------ INPUT

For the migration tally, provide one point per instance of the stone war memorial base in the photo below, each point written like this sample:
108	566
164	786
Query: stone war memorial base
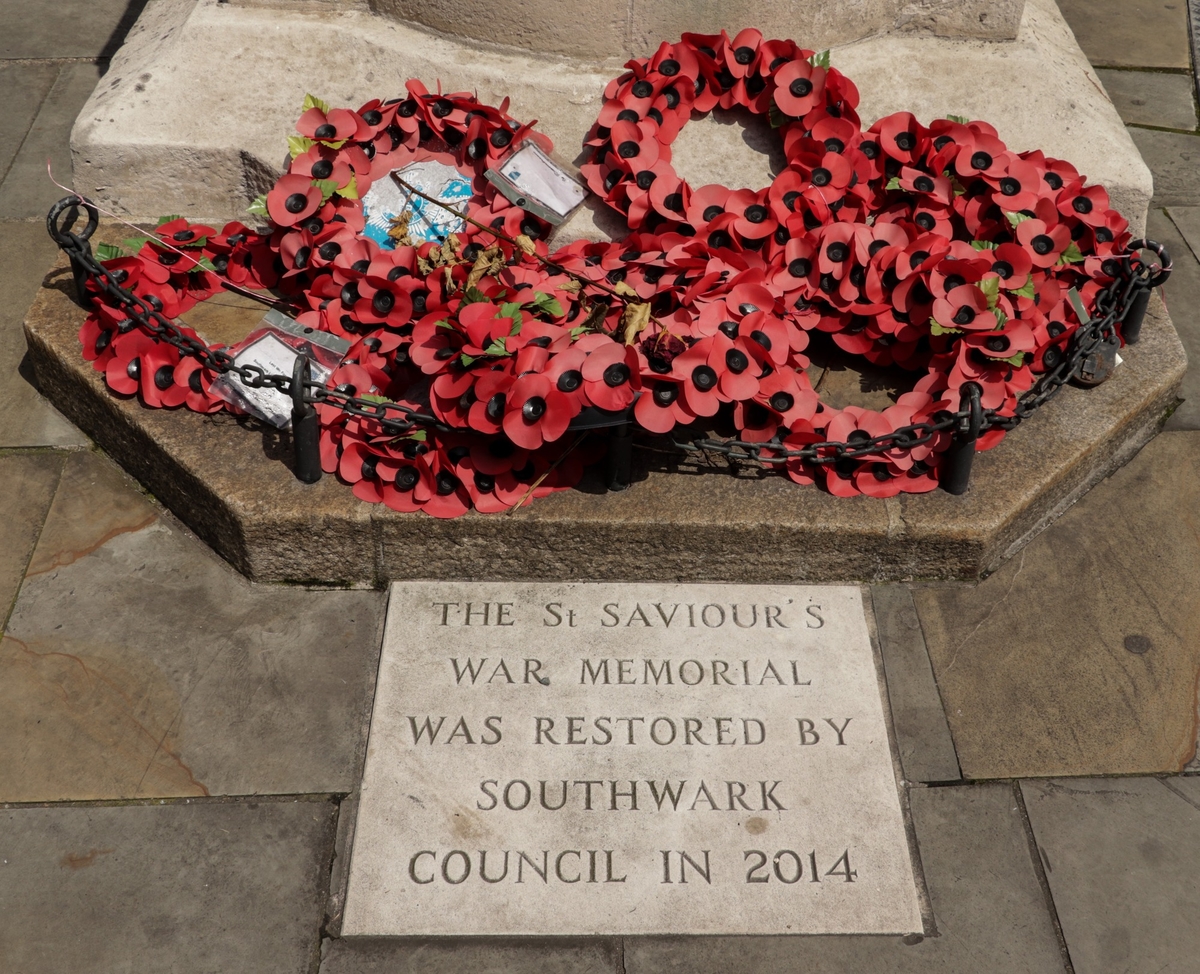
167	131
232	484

------------
------ INPUT

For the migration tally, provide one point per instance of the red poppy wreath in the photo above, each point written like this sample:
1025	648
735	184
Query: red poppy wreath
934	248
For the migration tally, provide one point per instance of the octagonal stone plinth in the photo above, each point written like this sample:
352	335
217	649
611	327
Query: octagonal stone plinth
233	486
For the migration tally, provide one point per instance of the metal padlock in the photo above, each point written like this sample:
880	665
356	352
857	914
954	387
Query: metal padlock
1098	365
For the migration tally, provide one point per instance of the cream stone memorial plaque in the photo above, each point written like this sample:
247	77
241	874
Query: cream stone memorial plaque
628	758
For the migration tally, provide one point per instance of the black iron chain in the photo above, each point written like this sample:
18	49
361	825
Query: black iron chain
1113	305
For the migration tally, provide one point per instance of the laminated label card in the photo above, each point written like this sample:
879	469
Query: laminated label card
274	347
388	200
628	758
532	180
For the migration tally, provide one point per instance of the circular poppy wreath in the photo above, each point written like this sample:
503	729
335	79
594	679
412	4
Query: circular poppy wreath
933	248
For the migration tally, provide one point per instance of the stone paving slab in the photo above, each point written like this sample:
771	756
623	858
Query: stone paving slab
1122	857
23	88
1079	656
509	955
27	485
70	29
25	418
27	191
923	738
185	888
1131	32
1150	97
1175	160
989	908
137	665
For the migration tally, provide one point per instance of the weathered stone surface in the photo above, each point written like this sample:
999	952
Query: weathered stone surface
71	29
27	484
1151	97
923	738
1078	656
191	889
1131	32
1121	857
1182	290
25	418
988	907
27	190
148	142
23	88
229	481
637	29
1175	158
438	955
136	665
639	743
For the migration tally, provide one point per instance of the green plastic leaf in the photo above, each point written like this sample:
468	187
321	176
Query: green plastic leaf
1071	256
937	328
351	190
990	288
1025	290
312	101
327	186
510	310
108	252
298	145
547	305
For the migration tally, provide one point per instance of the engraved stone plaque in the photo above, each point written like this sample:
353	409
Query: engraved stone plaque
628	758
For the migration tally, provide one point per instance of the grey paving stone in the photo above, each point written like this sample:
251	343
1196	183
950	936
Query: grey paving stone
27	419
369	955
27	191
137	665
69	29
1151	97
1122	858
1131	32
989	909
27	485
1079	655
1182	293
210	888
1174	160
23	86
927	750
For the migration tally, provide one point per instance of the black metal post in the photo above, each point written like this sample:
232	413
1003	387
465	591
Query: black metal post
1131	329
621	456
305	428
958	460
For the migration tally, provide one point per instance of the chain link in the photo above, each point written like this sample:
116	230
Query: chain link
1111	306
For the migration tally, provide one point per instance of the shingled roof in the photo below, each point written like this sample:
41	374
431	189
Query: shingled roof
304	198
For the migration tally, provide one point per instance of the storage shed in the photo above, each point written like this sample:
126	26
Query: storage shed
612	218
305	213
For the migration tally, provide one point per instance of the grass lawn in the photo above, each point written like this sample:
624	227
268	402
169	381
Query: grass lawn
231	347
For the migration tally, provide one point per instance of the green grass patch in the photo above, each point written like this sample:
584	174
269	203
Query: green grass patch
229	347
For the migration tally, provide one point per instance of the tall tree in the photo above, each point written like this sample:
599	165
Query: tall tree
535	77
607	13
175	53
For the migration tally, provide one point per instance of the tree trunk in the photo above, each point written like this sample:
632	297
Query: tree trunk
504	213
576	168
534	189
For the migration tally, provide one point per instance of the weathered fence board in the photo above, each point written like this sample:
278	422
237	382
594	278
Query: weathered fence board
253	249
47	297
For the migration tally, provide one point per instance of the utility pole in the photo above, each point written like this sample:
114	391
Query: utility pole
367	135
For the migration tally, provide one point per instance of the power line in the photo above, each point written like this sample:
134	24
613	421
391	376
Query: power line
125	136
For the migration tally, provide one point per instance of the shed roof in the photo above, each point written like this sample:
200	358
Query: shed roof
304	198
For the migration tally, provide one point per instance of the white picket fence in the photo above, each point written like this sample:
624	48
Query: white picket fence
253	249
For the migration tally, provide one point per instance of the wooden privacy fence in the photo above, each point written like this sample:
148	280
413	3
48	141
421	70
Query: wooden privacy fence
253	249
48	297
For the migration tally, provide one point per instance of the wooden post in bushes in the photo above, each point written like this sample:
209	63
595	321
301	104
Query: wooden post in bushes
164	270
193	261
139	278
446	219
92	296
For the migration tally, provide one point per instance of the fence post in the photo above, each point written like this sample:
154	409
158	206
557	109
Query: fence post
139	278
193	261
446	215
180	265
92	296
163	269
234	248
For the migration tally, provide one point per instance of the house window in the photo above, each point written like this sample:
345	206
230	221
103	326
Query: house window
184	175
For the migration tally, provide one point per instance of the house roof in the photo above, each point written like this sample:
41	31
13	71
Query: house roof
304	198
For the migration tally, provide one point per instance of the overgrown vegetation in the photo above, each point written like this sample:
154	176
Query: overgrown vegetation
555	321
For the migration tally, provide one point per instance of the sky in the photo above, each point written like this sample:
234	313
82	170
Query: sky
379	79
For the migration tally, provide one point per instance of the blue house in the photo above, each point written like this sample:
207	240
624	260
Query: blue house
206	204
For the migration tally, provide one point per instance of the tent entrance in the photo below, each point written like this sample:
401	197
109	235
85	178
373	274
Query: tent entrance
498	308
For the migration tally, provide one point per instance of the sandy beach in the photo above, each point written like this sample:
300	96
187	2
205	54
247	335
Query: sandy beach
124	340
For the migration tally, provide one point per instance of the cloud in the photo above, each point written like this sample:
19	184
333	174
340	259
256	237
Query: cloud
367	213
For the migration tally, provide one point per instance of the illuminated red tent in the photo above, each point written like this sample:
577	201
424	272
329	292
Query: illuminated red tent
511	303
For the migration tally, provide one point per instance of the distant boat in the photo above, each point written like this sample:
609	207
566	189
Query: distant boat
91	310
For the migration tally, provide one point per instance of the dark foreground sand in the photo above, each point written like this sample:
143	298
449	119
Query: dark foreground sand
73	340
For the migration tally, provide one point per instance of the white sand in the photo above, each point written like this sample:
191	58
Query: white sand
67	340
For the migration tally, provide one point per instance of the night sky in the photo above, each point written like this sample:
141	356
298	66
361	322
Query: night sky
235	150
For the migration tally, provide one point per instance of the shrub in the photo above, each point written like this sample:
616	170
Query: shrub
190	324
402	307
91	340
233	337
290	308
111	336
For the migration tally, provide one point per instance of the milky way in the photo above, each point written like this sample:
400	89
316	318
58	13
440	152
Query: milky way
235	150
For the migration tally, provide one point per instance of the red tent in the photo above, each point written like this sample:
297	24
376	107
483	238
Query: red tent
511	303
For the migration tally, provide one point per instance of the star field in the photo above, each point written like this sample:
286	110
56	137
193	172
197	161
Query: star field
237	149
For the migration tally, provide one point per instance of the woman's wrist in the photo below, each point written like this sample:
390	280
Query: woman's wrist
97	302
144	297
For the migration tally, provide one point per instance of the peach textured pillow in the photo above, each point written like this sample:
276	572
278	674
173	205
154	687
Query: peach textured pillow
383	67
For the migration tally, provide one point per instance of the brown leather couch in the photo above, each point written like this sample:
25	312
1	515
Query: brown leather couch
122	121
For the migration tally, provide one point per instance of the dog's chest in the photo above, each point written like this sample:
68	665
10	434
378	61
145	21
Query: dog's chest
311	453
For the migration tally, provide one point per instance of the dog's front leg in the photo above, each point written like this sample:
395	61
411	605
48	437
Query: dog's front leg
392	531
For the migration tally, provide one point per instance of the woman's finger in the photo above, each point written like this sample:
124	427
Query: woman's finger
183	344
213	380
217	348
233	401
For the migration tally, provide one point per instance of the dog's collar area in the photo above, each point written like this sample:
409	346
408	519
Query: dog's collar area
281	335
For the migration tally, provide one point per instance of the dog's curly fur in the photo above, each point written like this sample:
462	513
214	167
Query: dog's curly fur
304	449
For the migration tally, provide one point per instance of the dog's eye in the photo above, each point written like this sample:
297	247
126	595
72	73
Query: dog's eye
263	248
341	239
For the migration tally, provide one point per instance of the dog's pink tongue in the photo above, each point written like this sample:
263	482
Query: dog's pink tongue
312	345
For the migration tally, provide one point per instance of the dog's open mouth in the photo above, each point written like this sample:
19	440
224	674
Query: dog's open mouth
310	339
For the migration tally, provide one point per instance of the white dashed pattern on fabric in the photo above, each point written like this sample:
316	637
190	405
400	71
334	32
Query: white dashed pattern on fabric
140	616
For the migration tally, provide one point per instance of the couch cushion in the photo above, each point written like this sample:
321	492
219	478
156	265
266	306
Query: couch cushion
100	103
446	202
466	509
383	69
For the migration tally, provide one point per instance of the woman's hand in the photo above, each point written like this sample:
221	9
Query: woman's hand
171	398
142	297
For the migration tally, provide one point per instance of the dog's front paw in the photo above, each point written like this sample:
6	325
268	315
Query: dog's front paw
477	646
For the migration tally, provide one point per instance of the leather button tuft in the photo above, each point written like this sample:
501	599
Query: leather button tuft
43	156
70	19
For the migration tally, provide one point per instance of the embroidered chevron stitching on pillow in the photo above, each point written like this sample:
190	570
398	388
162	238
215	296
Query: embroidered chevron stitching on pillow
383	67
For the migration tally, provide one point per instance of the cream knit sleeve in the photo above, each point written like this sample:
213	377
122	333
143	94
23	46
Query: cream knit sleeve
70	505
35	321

------------

WORK TO COMPLETE:
Pick out and copy each line of the items above that contains the string "cushion".

RESPONSE FOR THIS EXERCISE:
For the migration tally, provide one point per instance of the couch cushion in the photo above, each point written like this sample:
Query: couch cushion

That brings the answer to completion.